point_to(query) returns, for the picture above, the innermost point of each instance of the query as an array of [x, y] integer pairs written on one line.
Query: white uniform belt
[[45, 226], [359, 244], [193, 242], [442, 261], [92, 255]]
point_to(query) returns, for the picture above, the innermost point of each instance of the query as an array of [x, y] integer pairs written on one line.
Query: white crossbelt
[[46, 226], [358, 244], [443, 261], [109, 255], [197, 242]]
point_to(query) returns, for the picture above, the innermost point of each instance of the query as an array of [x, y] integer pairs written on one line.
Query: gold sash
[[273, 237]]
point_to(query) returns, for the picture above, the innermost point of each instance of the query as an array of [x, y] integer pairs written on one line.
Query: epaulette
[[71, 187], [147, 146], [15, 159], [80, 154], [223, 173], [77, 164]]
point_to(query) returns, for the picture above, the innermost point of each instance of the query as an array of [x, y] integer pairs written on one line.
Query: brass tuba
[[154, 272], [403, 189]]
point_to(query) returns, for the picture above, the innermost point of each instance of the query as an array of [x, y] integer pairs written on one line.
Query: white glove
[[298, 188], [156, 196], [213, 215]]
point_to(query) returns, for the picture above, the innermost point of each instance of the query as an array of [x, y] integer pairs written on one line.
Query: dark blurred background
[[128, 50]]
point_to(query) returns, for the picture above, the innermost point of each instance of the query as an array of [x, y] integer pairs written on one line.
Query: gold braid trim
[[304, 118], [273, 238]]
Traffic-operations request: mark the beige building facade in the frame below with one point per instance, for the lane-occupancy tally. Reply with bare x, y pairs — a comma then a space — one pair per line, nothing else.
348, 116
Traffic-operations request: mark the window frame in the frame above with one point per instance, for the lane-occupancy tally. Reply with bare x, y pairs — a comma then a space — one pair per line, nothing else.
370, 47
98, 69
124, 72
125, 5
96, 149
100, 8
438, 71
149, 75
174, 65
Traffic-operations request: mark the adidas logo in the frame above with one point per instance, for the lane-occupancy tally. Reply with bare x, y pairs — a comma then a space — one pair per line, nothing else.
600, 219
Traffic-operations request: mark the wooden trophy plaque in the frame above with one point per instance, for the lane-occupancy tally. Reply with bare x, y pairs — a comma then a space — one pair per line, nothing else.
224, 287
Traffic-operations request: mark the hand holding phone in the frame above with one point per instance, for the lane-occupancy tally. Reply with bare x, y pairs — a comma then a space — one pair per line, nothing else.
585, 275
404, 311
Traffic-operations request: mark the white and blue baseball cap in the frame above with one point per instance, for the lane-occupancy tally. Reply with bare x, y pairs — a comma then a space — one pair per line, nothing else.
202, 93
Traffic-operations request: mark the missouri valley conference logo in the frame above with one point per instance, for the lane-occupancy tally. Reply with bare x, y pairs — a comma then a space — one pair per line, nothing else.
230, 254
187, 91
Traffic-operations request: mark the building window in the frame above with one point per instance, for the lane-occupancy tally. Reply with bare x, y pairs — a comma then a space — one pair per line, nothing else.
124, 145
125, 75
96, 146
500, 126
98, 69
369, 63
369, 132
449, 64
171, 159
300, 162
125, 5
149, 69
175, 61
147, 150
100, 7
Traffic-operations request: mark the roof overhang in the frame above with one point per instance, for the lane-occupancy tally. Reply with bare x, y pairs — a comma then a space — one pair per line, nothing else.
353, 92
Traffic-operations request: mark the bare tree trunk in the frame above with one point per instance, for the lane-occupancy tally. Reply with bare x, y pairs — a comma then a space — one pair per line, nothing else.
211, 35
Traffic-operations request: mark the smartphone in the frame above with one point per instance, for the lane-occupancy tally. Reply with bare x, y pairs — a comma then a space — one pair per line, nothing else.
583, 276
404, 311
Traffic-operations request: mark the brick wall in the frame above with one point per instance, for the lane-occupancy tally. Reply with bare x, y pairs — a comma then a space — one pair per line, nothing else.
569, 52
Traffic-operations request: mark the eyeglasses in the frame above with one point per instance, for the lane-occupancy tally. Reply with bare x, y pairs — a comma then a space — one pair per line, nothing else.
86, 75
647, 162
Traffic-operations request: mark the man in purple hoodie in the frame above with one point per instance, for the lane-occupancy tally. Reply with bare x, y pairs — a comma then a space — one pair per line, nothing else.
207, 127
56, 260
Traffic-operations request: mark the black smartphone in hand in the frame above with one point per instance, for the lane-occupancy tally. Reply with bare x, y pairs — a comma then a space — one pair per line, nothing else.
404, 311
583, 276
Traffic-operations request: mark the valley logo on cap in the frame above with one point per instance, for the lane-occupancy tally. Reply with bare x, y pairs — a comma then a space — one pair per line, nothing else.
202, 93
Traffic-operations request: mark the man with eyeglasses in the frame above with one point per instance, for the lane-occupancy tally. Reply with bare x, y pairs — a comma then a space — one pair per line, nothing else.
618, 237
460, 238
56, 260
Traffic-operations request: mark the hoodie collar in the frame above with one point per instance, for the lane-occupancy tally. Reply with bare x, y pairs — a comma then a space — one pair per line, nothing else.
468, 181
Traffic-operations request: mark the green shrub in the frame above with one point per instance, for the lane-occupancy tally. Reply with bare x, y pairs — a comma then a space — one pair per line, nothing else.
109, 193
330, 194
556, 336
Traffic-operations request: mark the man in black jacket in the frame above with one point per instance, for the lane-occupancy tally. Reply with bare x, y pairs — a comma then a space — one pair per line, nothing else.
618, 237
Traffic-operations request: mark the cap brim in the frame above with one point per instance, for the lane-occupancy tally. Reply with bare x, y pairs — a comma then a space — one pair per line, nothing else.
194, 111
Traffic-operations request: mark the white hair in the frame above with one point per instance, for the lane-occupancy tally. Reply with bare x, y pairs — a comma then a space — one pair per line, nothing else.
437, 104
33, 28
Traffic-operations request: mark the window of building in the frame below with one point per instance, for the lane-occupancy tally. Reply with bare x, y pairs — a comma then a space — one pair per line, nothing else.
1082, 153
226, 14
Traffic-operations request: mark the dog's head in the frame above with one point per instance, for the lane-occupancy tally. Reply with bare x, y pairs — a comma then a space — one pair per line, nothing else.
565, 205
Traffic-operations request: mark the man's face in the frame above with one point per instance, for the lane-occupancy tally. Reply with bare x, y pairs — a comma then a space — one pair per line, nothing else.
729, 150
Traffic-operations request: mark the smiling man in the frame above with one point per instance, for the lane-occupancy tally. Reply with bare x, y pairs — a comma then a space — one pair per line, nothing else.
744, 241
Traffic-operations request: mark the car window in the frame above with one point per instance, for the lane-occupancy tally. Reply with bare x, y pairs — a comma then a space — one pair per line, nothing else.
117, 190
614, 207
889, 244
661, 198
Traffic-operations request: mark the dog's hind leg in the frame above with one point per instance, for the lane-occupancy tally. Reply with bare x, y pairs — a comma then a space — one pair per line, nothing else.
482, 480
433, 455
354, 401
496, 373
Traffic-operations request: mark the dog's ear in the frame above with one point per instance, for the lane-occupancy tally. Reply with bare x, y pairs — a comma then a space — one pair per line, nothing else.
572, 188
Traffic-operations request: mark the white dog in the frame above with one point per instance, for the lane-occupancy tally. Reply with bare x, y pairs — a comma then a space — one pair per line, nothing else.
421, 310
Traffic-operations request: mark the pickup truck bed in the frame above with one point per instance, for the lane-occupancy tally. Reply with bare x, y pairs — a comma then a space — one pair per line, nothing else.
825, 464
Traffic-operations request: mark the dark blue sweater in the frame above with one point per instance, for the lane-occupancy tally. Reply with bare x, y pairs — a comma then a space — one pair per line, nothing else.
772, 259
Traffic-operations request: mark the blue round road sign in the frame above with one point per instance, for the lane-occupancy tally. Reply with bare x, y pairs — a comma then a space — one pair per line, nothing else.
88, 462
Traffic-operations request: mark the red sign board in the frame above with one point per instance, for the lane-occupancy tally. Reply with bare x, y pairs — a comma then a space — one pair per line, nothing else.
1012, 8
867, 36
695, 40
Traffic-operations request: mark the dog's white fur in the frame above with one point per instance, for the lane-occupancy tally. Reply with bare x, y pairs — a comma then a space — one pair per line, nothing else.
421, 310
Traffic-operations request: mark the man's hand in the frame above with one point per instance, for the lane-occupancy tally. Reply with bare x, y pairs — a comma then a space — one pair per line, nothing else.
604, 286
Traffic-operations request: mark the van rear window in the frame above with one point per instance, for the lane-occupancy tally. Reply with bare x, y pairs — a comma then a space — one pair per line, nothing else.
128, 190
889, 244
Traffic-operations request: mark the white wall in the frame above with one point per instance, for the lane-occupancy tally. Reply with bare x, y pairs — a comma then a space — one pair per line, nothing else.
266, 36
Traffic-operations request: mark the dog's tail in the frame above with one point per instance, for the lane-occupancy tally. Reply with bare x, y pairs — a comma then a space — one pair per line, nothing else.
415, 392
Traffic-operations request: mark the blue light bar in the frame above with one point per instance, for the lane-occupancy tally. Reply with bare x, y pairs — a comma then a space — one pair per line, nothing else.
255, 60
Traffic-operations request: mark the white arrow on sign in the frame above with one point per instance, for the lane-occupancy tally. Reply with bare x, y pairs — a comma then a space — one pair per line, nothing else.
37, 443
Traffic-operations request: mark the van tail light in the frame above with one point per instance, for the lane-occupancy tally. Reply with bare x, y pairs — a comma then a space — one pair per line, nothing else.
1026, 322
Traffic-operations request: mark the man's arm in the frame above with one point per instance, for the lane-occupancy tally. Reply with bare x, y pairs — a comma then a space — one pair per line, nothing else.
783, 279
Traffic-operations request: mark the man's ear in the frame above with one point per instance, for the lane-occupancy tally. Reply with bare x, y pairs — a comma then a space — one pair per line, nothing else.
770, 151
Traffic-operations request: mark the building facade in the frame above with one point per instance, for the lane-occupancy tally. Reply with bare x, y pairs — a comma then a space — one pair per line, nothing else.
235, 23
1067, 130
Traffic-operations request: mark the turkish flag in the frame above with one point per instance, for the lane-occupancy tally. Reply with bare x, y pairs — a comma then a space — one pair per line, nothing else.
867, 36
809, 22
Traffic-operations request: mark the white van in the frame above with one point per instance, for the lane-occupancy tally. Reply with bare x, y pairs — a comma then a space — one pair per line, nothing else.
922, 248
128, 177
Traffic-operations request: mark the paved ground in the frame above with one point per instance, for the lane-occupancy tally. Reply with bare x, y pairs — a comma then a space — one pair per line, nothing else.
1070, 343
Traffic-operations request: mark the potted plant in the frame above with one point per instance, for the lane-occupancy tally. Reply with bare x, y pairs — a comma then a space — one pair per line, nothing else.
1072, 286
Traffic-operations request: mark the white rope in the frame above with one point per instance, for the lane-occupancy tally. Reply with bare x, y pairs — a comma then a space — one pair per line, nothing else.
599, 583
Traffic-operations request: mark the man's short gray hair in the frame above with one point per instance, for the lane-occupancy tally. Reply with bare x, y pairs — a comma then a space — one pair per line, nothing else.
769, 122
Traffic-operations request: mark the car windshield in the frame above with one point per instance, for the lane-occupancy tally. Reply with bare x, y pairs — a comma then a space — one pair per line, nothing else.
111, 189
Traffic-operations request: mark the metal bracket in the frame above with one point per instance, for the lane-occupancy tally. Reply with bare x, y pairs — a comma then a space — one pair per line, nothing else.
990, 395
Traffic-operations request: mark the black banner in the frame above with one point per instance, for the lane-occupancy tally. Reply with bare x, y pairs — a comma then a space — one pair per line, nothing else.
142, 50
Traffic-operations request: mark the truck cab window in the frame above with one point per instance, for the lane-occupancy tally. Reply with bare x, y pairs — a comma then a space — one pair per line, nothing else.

++++++

- [Task statement] From the line holding "Traffic-operations request: mark the metal" to the last line of the records, quote each line exactly and add nothing.

- [Output below]
Traffic-operations request: mark the metal bracket in the frame above with one point per instance, for the lane-occupancy tally. Reply with bare x, y pairs — a comma then a space — one pair per line, nothing else.
990, 395
Traffic-operations request: mark the black banner in the frame above with one point per instance, for the lane-occupancy tally. Reply with bare x, y pairs — a comma then a space — one pair per line, nothing else.
142, 50
Traffic-operations request: mark the truck cab window in the frame above with one point per instance, for the lane-occupancy tally. Reply with bare x, y pairs — a comma then a space — one pair per line, nothing else.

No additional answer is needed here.